** Required work **
(a) Type out the passage on the Austin bombings word for word, between "Five blasts. Four" and "power of firearms.", inclusive.
(b) Extend the piece on the Austin bombings, picking up right after its last sentence.

Five blasts. Four injuries. Two deaths. And then one final blast that killed the mad bomber.
The killing began with a bomb on the front porch of a tree-lined street in Austin, Texas. It ended off I-35 at a Red Roof Inn in Round Rock, Texas, when the bomber set off his final bomb and ended his own life.
Haverford Drive, with its clean narrow suburban streets and cookie cutter homes, was an unlikely place for a killer to leave a bomb disguised as a package. Unlike the Unabomber, the Austin bomber offered no manifestos. His victims were white, black and Hispanic. Some were chosen deliberately and others by chance. They ranged in age from 17 to 75. There was no common denominator except their vulnerability.
We have heard much in recent weeks about the killing power of firearms.
Mark Anthony Conditt, a college dropout, assembled increasingly sophisticated explosive devices. He didn’t use an AR-15, but he still spread fear and death around Austin. His tools of death were both exotic and ordinary, supplies from a local Home Depot and exotic batteries ordered online from Asia. The nails that tore through the bodies of his victims were obtained locally and the batteries were bought globally.

** Data **
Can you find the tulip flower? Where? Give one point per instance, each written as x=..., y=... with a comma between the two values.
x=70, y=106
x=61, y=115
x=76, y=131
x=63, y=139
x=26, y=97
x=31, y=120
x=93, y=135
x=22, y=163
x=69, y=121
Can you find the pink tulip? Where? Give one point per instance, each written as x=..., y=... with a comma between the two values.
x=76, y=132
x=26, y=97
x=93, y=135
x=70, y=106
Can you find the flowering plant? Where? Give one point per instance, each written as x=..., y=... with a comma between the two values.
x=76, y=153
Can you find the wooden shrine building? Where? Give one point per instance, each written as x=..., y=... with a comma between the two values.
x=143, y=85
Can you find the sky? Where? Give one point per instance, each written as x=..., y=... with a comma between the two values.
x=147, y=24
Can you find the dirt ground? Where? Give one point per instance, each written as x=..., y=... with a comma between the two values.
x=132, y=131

** Task responses **
(a)
Five blasts. Four injuries. Two deaths. And then one final blast that killed the mad bomber.
The killing began with a bomb on the front porch of a tree-lined street in Austin, Texas. It ended off I-35 at a Red Roof Inn in Round Rock, Texas, when the bomber set off his final bomb and ended his own life.
Haverford Drive, with its clean narrow suburban streets and cookie cutter homes, was an unlikely place for a killer to leave a bomb disguised as a package. Unlike the Unabomber, the Austin bomber offered no manifestos. His victims were white, black and Hispanic. Some were chosen deliberately and others by chance. They ranged in age from 17 to 75. There was no common denominator except their vulnerability.
We have heard much in recent weeks about the killing power of firearms.

(b)
He bought a “Caution, Children at Play” sign at Home Depot and added a bomb and a tripwire. That’s also where he obtained the odd pink gloves that he could be seen wearing in the FedEx video.
Law enforcement was able to trace these items and many more to his Home Depot shopping expedition. The surveillance footage of Conditt kept multiplying as law enforcement tracked him back in time.
But while law enforcement could examine his habits, they knew very little about his mind.
They know a great deal about how he built the bombs, where he obtained the components, the nails, the galvanized pipe and batteries, and how he planted them, but his motives are another matter.
Conditt outwardly appears to fit the profile of a number of recent mass shooters like Adam Lanza and Elliot Rodgers. His obsession appeared to be killing for the sake of killing. Even at the end, he took more pride in the bombs he had built than in any political message. Facing capture or death, the video he recorded on his cell phone delved painstakingly into his bomb-making techniques.
Like many serial killers, Mark Anthony Conditt wanted the police to know how clever he had been.
The 25 minute confession that he recorded left law enforcement with few answers. It reportedly dealt with Conditt’s bomb-making techniques and his personal grievances. But not with anything political.
“He does not at all mention anything about terrorism nor does he mention anything about hate,” Austin’s Chief Manley said. “What was the motive? What was the reason? Sometimes we can’t assign reason to irrational acts.”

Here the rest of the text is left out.